**Required task:**
Reproduce verbatim the lines below, from the line containing "Thank you for the photo. Could you point to the shade" through the line containing "column 238, row 162", including both of those lines and no others.

Collected data:
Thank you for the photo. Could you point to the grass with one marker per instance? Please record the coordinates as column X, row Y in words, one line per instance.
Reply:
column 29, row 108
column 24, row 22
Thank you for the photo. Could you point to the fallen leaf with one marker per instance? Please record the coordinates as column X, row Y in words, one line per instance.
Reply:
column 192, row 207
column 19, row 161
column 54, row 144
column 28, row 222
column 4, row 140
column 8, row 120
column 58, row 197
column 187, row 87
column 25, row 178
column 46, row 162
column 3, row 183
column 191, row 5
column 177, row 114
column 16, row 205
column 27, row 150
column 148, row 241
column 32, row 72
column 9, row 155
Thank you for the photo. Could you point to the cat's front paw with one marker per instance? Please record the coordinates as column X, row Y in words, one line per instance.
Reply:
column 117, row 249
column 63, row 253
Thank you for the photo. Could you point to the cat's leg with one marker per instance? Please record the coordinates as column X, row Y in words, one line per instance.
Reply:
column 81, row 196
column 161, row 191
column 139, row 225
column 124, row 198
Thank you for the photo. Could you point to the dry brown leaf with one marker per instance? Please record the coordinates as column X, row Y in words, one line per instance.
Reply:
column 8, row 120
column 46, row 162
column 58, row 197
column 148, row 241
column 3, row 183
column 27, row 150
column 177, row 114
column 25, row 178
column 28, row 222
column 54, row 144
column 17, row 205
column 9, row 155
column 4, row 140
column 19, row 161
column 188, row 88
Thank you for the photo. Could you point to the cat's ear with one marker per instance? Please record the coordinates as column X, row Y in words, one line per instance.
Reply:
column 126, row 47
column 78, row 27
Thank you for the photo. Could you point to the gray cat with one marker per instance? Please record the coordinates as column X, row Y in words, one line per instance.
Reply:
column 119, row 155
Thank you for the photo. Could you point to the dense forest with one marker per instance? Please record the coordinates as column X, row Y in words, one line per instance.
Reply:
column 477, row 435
==
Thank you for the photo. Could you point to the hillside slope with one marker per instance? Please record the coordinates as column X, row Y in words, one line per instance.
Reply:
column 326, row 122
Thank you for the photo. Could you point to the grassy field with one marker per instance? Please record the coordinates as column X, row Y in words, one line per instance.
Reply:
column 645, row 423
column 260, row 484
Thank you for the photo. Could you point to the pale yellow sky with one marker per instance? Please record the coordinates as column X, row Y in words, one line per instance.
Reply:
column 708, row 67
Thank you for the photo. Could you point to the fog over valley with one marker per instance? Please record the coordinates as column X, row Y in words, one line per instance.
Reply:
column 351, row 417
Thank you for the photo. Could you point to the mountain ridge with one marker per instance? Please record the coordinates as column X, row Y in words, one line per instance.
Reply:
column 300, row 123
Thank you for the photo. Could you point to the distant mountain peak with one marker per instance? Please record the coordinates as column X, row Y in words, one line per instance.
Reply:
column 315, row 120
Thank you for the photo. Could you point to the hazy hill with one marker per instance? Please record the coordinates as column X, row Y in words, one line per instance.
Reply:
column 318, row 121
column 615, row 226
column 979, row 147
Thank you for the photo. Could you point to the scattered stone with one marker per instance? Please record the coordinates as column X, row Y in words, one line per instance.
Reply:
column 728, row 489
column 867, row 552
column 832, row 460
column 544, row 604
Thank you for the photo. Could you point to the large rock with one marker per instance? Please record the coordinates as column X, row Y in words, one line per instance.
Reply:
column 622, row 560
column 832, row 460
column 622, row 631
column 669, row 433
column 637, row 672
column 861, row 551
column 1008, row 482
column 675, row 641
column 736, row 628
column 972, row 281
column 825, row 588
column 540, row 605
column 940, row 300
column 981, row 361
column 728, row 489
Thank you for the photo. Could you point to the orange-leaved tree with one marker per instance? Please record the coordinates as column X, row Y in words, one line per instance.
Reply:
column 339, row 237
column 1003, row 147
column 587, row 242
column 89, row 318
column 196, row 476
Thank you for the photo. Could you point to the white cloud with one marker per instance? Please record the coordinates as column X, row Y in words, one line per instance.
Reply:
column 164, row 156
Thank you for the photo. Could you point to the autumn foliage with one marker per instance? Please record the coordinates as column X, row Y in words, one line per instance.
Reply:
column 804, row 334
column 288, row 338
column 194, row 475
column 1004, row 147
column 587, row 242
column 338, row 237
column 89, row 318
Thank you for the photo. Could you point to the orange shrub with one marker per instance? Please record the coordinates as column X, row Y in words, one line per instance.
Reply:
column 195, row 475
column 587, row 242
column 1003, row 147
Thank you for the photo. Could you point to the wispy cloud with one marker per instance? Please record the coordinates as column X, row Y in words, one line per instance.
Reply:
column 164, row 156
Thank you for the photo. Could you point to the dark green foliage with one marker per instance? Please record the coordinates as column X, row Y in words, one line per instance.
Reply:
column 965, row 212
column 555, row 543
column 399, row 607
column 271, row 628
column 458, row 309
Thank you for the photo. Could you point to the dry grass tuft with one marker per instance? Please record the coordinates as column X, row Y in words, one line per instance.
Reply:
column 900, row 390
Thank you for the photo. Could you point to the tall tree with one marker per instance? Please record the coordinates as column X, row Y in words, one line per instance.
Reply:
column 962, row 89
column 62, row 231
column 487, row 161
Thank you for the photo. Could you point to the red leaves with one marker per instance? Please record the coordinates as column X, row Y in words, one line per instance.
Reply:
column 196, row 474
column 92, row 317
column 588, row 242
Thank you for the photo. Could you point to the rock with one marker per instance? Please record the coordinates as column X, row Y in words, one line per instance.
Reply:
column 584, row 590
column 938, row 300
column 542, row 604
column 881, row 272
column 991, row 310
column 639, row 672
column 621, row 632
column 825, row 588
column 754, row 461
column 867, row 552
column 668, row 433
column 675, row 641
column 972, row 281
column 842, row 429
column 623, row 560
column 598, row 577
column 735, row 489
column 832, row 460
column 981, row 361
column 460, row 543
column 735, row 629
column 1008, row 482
---
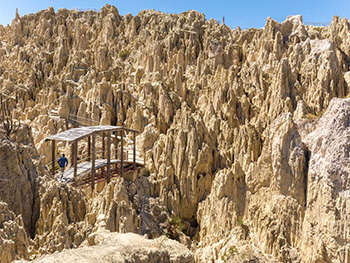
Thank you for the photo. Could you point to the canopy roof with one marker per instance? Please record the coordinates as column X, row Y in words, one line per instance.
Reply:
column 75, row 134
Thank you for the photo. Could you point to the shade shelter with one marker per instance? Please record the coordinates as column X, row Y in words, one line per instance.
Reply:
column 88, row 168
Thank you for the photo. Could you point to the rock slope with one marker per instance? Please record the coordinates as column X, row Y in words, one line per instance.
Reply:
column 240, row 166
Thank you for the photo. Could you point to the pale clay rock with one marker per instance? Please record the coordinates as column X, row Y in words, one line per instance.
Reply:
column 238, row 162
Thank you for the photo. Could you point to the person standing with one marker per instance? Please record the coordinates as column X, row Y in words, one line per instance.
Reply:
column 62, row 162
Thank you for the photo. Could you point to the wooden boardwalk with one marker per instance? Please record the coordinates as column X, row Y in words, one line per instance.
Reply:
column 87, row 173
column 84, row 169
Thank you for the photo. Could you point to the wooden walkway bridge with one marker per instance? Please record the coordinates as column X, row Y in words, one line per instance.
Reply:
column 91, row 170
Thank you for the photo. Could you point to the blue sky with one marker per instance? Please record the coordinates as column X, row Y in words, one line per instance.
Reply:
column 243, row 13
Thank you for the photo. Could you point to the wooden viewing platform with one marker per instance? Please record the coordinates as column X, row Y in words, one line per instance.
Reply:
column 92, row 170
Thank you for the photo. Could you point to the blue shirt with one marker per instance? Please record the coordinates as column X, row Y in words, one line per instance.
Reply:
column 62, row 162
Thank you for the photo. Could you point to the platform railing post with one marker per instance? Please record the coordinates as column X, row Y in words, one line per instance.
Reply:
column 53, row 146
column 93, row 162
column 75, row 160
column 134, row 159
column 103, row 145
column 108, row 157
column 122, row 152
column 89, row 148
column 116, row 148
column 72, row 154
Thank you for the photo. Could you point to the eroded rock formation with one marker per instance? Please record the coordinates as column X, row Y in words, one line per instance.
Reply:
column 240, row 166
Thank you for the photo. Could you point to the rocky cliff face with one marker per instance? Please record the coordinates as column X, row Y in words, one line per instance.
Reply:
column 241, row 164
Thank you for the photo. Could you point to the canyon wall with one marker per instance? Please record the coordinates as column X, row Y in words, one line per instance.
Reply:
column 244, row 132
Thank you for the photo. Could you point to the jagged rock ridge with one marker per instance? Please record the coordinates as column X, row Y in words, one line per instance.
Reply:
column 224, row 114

**Solution:**
Thank you for the photo. Could you point to the shade shelter with one marker per instance? Please record the coordinates as column X, row Y in words, one line per instance.
Reply:
column 88, row 168
Thank you for the photo. Could you point to the rock slope with one marker per instance? Please record the coordinates as column X, row Y in words, one line per instance.
Reply:
column 240, row 166
Thank you for the photo. Could you point to the pale clay rock with one marker per instance? Please record the coordinates as column X, row Y in words, one line per instance.
Reply:
column 238, row 162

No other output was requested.